● **Exercise details**
Can you swap "white trim" for "gray trim" in the lines below and give them again with nothing else changed?

──────── Data rows

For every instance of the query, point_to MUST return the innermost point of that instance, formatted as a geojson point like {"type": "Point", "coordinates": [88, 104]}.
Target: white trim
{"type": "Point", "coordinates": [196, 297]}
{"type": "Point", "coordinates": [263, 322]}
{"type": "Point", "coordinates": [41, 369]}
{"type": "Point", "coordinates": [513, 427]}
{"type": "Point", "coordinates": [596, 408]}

────────────────

● **Right answer**
For every instance of the query, point_to MUST return the innermost point of that instance, formatted as a geojson point like {"type": "Point", "coordinates": [88, 104]}.
Target: gray trim
{"type": "Point", "coordinates": [196, 297]}
{"type": "Point", "coordinates": [263, 322]}
{"type": "Point", "coordinates": [41, 369]}
{"type": "Point", "coordinates": [513, 427]}
{"type": "Point", "coordinates": [596, 408]}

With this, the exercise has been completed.